Decoration Gymnasion Offenbach e.V. 1983

Orientierungslauf und mehr in Offenbach

Upside Down-Under

Orientierungslauf in Australien

Es benötigt wohl einer genaueren Nachforschung in der Vereinsgeschichte, aber nach momentanem Kenntnisstand ist zum ersten Mal ein GOler bei einem Orientierungslauf auf der südlichen Erdhalbkugel gestartet. Dies qualifiziert voraussichtlich auch zur OL-Teilnahme mit der weitesten Anreise zu einem Wettkampf.

Strikte Kontrollen bei der Einreise

Aus Anlaß einer privaten Urlaubsreise nach Südaustralien, nahe der kleinen Großstadt Adelaide, nahm der aktive OLer Birger Holtermann sicherheitshalber auch die Orientierungsausrüstung mit in das Reisegepäck. Eine vorab durchgeführte Recherche im Internet ergab, daß Orientierungslauf auch in dieser Gegend von mehreren Vereinen betrieben wird. Leider neigt sich Mitte Oktober, wenn es auf der Südhalbkugel so langsam Sommer wird, die “bush season” ihrem Ende entgegen. Im australischen Sommer, von November bis März, ist es für Lauf-Aktivitäten im Freien in der Regel zu heiß und die nicht immer ungefährlichen Schlangen kommen aus ihren Winterquartieren heraus.

# # # # #

## ÜBUNGSAUFGABEN
(a) Beantworten Sie anhand des Berichts über Orientierungslauf in Australien drei Fragen:
(i) Für welche Teilnahme qualifiziert sich der Start voraussichtlich?
(ii) Was ergab die vorab durchgeführte Internetrecherche?
(iii) Welche Monate umfasst laut Bericht der australische Sommer?
(b) Führen Sie den Bericht über Orientierungslauf in Australien im Anschluss an seinen letzten Satz um einen Absatz fort.

# # # # #

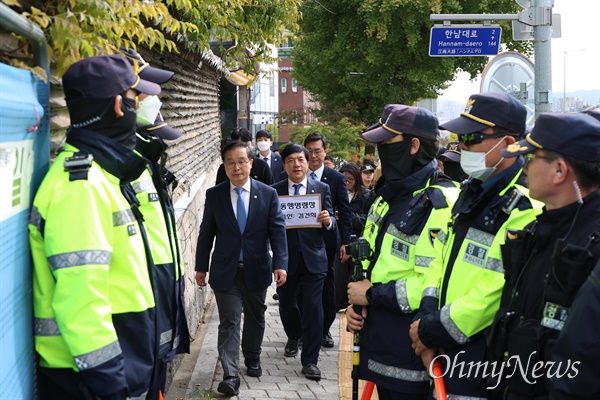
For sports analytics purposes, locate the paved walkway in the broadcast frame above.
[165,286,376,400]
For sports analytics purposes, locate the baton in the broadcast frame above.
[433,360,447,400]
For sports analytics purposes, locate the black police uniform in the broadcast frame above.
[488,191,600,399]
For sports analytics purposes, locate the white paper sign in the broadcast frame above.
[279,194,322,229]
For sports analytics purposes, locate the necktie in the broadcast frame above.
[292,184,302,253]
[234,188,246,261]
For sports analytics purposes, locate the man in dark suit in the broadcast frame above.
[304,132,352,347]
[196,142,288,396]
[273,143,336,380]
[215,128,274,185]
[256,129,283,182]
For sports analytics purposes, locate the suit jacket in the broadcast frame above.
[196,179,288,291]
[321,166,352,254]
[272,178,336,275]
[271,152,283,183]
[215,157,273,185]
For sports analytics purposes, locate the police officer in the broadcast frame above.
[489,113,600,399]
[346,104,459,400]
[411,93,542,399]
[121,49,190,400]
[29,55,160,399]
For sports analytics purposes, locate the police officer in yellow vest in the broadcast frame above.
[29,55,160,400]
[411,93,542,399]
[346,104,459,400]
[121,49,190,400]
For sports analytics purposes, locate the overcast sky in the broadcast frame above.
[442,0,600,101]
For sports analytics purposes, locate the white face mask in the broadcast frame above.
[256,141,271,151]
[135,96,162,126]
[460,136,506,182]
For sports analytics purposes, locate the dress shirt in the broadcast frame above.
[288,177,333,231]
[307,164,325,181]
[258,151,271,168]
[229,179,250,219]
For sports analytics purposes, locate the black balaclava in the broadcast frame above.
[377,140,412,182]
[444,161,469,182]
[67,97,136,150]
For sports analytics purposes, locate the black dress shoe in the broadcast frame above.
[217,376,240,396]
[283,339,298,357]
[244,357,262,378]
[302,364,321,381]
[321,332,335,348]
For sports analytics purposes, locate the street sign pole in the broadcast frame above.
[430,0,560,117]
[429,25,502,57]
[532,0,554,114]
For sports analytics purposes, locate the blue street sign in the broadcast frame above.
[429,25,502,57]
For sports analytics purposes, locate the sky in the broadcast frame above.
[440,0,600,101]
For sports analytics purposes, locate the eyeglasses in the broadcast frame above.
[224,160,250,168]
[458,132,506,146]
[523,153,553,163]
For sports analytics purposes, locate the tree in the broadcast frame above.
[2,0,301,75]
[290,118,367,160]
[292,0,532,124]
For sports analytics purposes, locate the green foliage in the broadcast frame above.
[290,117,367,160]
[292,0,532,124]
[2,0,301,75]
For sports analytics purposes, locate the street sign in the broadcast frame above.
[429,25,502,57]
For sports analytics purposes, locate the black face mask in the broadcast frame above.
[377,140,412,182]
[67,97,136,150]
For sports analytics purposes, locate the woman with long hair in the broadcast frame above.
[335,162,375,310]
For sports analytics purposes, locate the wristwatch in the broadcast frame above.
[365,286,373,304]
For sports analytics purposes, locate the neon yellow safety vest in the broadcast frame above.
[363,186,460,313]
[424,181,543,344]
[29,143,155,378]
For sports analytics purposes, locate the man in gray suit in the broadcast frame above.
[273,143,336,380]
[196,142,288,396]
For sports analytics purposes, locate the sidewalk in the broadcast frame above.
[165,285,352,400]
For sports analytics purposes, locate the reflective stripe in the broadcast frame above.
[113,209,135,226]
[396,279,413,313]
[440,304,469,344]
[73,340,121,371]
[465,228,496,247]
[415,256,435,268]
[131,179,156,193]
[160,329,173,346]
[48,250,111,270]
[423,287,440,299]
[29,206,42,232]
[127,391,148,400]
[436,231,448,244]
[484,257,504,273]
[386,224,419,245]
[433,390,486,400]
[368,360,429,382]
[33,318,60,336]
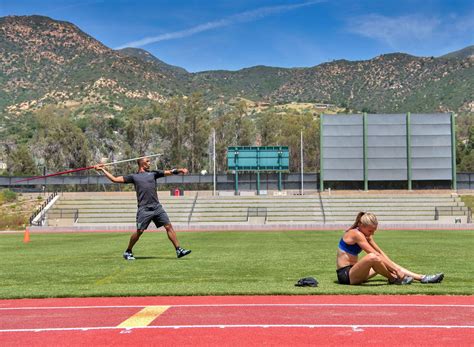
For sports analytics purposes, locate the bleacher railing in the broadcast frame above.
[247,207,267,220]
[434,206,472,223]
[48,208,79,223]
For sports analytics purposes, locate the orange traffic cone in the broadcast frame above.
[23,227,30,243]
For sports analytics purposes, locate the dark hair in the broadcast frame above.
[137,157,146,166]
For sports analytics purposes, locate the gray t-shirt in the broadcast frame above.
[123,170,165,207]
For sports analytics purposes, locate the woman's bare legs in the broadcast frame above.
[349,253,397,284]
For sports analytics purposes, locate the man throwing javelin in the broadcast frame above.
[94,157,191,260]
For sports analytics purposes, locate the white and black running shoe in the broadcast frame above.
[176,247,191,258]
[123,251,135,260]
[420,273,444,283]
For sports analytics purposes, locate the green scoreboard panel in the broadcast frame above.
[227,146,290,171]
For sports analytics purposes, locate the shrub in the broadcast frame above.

# # # # #

## LÖSUNGSÜBERSICHT
(a)
(i) Für die OL-Teilnahme mit der weitesten Anreise zu einem Wettkampf.
(ii) In dieser Gegend wird Orientierungslauf von mehreren Vereinen betrieben.
(iii) November bis März.

(b)
Bei der Einreise in Australien ist eine Reihe von Fragen zu beantworten, denn das Land ist sehr strikt besorgt, keine fremde Erde, Pflanzenteile oder -samen, hölzerne Gegenstände und eine eine längere Liste von weiteren Gegenständen eindringen zu lassen. Um keinen Verdacht zu erwecken, weil alle Fragen mit “nein” beantwortet wurden, landete in Anbetracht der mitgeführten OL-Schuhe und einer kleinen, hölzernen Geschenkbox zwei Kreuzchen auf dem Fragebogen bei “Ja”.

Nach der üblichen Paßkontrolle folgten dann mehrere hochnotpeinliche Befragungen zu diesem Themenkomplex. Mehrere Grenzbeamte zeigten sich über die mitgebrachten Gegenstände sehr besorgt; stellten Fragen, markierten die spezischen Punkte des Fragebogens teils in grün, teils in rot. Letztendlich führte das dazu, in die Quarantäne-Schlange bei der Zollkontrolle eingereiht zu werden. Dummerweise stand hier die Mehrzahl aller Ankommenden aus diesem Flug. Der Koffer war als einer der ersten auf dem Gepäckband erschienen; die Abfertigung des deklarierten Gefahrgutes nahm nochmals gut eineinhalb Stunden in Anspruch.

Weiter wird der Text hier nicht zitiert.